- [WORK TO BE COMPLETED] Copy everything from "Strabismus can be" down to "or thyroid disorders." in the strabismus passage, swapping "high blood pressure" for "hypertension".

- [PASSAGE]
————————
Crossed eyes, also called strabismus, occurs when the eyes appear to be misaligned and point in different directions. Strabismus can occur at any age, but is most common in infants and young children. It can be seen in up to 5% of children, affecting boys and girls equally.
Strabismus can occur part of the time (intermittent) or all of the time (constant). Intermittent strabismus may worsen when the eye muscles are tired -- late in the day, for example, or during an illness. Parents may notice their infant's eyes wandering from time to time during the first few months of life, especially when the infant is tired. This occurs because the infant is still learning to focus his or her eyes and to move them together. Most babies outgrow this intermittent strabismus by the age of 3 months.
Strabismus can be caused by problems with the eye muscles, with the nerves that control the eye muscles or with the brain, where the signals for vision are processed. Strabismus can accompany some illnesses such as diabetes, high blood pressure, multiple sclerosis, myasthenia gravis or thyroid disorders.
Strabismus is classified according to the direction of misalignment. When one eye is looking straight ahead, the other eye may turn inward toward the nose (esotropia or convergent), outward toward the ear (exotropia or divergent), downward (hypotropia) or upward (hypertropia).
————————
- [DATA PROVIDED]

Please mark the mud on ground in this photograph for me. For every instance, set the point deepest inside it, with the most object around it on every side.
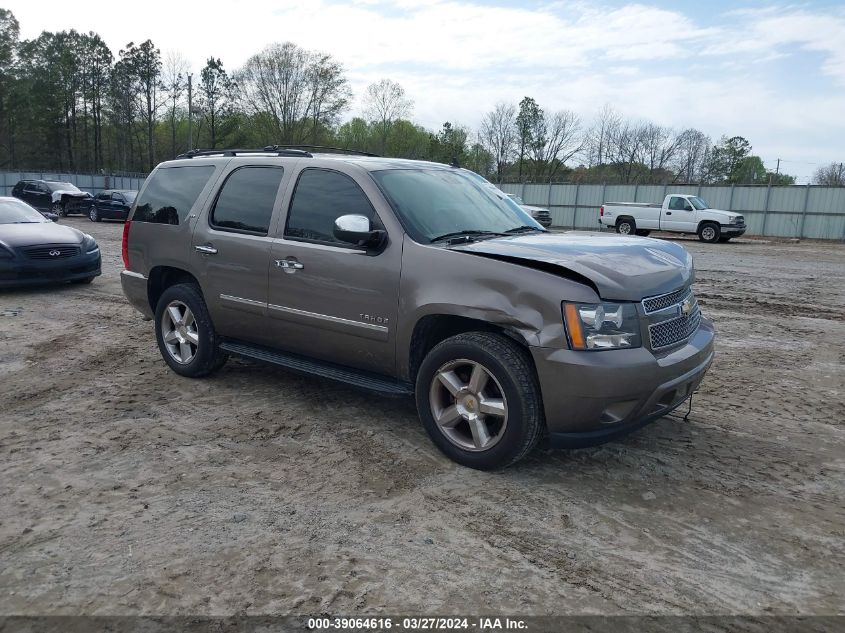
(126, 489)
————————
- [FINISHED TASK]
Strabismus can be caused by problems with the eye muscles, with the nerves that control the eye muscles or with the brain, where the signals for vision are processed. Strabismus can accompany some illnesses such as diabetes, hypertension, multiple sclerosis, myasthenia gravis or thyroid disorders.